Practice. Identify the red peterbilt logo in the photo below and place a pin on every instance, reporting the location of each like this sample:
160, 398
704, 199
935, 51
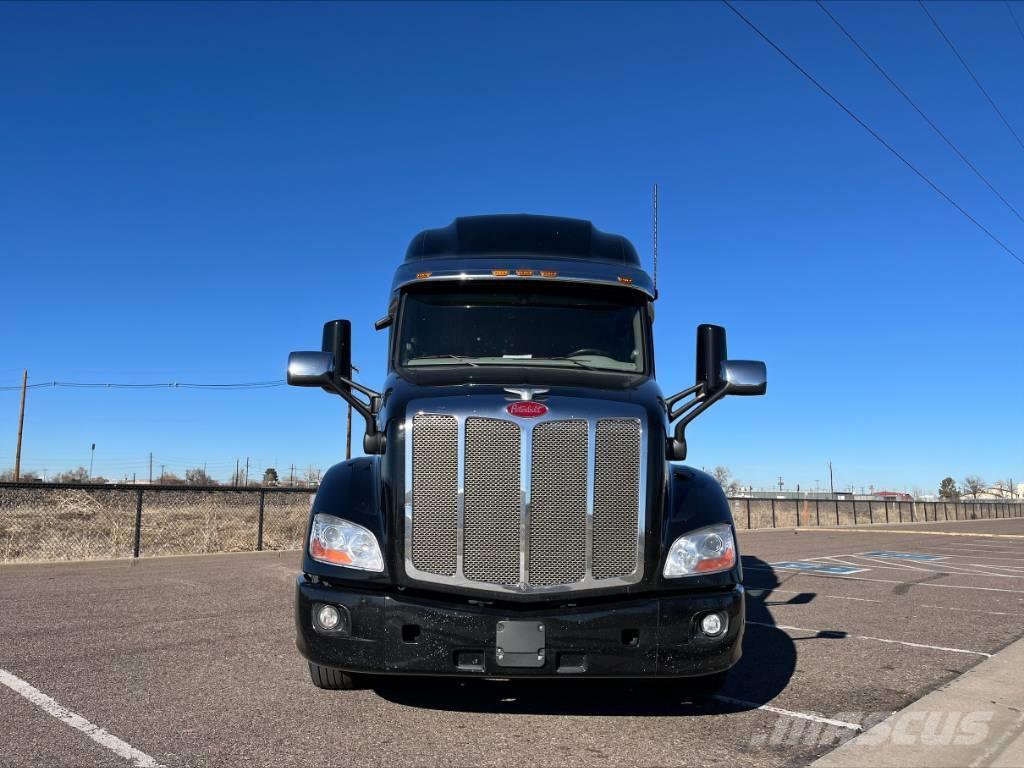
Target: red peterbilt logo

- YOUR OBJECTIVE
Will you restate every entry word for word and omit the images?

- COMPLETE ANSWER
Practice. Identify the red peterbilt logo in the photo below and place a pin on every instance, reporting the location of each like this sample:
160, 398
704, 199
935, 51
Target: red peterbilt logo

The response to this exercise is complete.